-- start DATA TO PROCESS --

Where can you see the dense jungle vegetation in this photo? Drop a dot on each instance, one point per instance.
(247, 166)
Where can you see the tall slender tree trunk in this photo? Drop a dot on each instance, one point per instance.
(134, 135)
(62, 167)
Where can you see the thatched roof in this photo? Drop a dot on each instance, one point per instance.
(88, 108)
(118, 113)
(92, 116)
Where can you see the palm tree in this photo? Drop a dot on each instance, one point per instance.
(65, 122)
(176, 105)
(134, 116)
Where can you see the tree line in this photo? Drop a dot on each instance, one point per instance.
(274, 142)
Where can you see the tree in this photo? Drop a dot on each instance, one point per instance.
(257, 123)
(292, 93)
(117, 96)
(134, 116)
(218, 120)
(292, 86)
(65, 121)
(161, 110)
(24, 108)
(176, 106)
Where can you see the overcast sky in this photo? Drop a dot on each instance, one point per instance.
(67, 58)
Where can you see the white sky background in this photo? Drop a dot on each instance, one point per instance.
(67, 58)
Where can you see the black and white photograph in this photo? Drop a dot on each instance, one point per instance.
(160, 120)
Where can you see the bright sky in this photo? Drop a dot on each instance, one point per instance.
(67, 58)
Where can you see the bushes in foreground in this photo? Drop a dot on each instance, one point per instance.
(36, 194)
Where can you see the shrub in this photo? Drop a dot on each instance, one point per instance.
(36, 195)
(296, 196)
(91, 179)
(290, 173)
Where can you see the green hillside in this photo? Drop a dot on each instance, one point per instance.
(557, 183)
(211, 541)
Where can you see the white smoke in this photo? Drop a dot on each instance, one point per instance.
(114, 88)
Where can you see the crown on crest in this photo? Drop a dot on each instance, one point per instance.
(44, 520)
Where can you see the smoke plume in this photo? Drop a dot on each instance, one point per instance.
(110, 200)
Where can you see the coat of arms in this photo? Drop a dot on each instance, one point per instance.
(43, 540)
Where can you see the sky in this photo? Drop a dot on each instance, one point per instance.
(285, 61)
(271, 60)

-- end DATA TO PROCESS --

**THE EXERCISE**
Reproduce the listing above in full, substituting "Place a marker" for every occurrence of "Drop a dot" and leaving everything else unchanged.

**EXERCISE OUTPUT**
Where can you see the dense jungle vegetation in this photo? Place a marker on each instance, one point per instance.
(247, 166)
Where can you see the tall slender tree trunk in this photo? Place a marker on each instance, one point per instance.
(134, 135)
(62, 167)
Where can you see the thatched roof in this photo? Place a marker on each instance, one point per instance.
(88, 108)
(118, 113)
(92, 116)
Where can you see the palm tree in this photo? Place a marker on each instance, one point per instance.
(65, 122)
(176, 105)
(134, 116)
Where can you see the tree line in this photo? Place a marker on each instance, one point per instance.
(274, 142)
Where can you see the tree in this photo? Place a marker on each instance, one point per instance.
(257, 123)
(292, 93)
(117, 96)
(134, 116)
(218, 120)
(292, 86)
(65, 121)
(161, 110)
(24, 108)
(176, 106)
Where can you see the overcast sky in this photo? Place a marker on each instance, one point per instance.
(67, 58)
Where can you see the white sky background in this photo? Place a marker on each instance, one point per instance.
(67, 58)
Where can you see the black and white photograph in this photo? Place a marker on each instance, one point per instance.
(160, 120)
Where can you see the bright sky in this photo? Place a marker on each instance, one point per instance.
(67, 58)
Where can you see the bushes in foreground in this photo? Place a marker on each instance, one point per instance.
(36, 194)
Where can you see the shrub in this photo? Place a marker on each instance, one point per instance.
(36, 195)
(296, 196)
(91, 179)
(290, 173)
Where can you see the green hillside in this photo? Place a marker on each instance, one point per instance.
(557, 183)
(211, 541)
Where can you see the white smoke in this photo? Place a marker on each instance, one point per instance.
(114, 88)
Where can you see the crown on crest in this photo? Place a marker on each instance, one point per instance.
(44, 520)
Where can you see the smoke plume in this photo? Place a marker on each instance, one point per instance.
(110, 200)
Where can you see the coat of arms in this photo? Place a marker on each instance, one point per instance.
(43, 540)
Where can you see the sky in this photo? Place a marker on each instance, one point per instance.
(285, 61)
(271, 60)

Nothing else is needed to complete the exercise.